*The problem*
Repeat each line exactly, leaving nothing out.

■ ■ ■ ■

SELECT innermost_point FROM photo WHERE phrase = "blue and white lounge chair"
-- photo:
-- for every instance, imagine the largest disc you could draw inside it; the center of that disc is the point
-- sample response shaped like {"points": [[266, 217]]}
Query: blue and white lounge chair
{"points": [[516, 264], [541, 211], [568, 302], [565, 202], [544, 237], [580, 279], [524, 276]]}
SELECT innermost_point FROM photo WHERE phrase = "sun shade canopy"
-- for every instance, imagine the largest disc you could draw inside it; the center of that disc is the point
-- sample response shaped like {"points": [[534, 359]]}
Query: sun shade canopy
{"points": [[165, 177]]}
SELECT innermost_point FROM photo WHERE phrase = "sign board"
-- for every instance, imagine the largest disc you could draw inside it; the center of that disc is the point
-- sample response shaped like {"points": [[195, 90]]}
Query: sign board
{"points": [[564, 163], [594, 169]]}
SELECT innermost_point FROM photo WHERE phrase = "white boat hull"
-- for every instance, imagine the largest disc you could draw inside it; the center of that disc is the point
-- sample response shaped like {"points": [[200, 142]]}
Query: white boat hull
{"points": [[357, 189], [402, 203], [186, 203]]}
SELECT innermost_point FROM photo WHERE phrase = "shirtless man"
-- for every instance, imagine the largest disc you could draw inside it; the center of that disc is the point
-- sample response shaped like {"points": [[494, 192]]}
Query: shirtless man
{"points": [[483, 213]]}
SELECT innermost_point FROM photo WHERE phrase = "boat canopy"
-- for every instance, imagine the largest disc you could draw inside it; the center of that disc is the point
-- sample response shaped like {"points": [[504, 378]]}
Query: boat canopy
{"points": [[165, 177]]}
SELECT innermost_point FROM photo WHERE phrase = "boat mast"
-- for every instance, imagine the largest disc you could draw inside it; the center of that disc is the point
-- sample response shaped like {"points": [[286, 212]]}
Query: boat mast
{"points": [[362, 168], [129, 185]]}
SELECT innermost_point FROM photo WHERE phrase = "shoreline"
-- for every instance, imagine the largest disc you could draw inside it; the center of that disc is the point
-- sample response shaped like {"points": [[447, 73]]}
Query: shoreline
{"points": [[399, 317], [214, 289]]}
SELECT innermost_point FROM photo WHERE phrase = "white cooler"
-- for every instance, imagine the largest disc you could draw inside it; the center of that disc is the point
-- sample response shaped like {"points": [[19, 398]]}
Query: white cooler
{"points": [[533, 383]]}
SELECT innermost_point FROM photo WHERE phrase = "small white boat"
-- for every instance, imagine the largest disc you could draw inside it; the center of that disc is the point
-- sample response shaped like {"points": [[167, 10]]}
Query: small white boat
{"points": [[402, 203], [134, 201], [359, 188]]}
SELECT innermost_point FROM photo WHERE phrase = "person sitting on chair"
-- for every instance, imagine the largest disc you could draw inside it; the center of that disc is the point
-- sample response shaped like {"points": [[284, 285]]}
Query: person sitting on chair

■ ■ ■ ■

*Reply to the task*
SELECT innermost_point FROM photo WHERE phrase = "blue and white lounge chair"
-- photo:
-- for every instance, imagine the largest disc you could draw inside it; the center of that disc is the point
-- sample response shaped like {"points": [[266, 217]]}
Query: blue and white lounge chair
{"points": [[516, 264], [541, 211], [568, 302], [565, 202], [544, 237], [580, 279], [524, 276]]}
SELECT innermost_point FROM photo WHERE phrase = "sun shade canopy"
-- for every instance, imagine the largest disc you could draw inside it; the center of that disc is the point
-- sample response shaped like {"points": [[534, 359]]}
Query: sun shade canopy
{"points": [[165, 177]]}
SELECT innermost_point FROM photo WHERE phrase = "sign board"
-- for every instance, imagine the largest disc you could draw inside it; the center of that disc is the point
-- sample response shaped like {"points": [[195, 90]]}
Query: sign board
{"points": [[564, 163], [594, 169]]}
SELECT innermost_point FROM photo WHERE phrase = "white boat hull"
-- for every instance, imagine the largest disc you could draw inside it; the center of that disc is the point
-- sample response shaped like {"points": [[200, 142]]}
Query: white boat hull
{"points": [[357, 189], [402, 203], [186, 203]]}
SELECT innermost_point FROM photo WHERE phrase = "shirtless man"
-- for every instance, imagine the largest disc you could draw inside it; the center of that disc is the point
-- sample response shaped like {"points": [[494, 192]]}
Query: shirtless man
{"points": [[483, 213]]}
SELECT innermost_point FROM photo WHERE phrase = "boat canopy"
-- for every instance, imagine the largest disc you could draw inside it; the center of that disc is the point
-- sample response shaped like {"points": [[504, 378]]}
Query: boat canopy
{"points": [[165, 177]]}
SELECT innermost_point FROM photo WHERE phrase = "boat mast"
-- for every instance, imagine the largest disc you could draw inside it; the center of that disc is the point
-- sample response shaped like {"points": [[286, 212]]}
Query: boat mast
{"points": [[362, 168], [129, 185]]}
SELECT innermost_point FROM photo WHERE phrase = "shoreline"
-- for every instance, imagine the largest disc you could draw inside it; the center of that disc is the point
-- sample response shaped like {"points": [[447, 73]]}
Query: shoreline
{"points": [[399, 317], [214, 289]]}
SELECT innermost_point FROM photo WHERE phrase = "white cooler"
-- for every instance, imagine the largest disc you could draw inside it; the center of that disc is the point
-- sample response shaped like {"points": [[19, 398]]}
Query: white cooler
{"points": [[533, 383]]}
SELECT innermost_point FROM photo WHERE phrase = "small white boat"
-- for every instance, imagine the largest disc you could draw inside it; the center of that disc is the point
-- sample response shaped like {"points": [[167, 10]]}
Query: small white boat
{"points": [[402, 203], [134, 201], [359, 188]]}
SELECT innermost_point FROM photo WHERE phrase = "person sitting on chair"
-- for every instance, imagine the largest disc you could draw inside it; the center of that disc is the point
-- sample response shaped like {"points": [[284, 285]]}
Query: person sitting on chair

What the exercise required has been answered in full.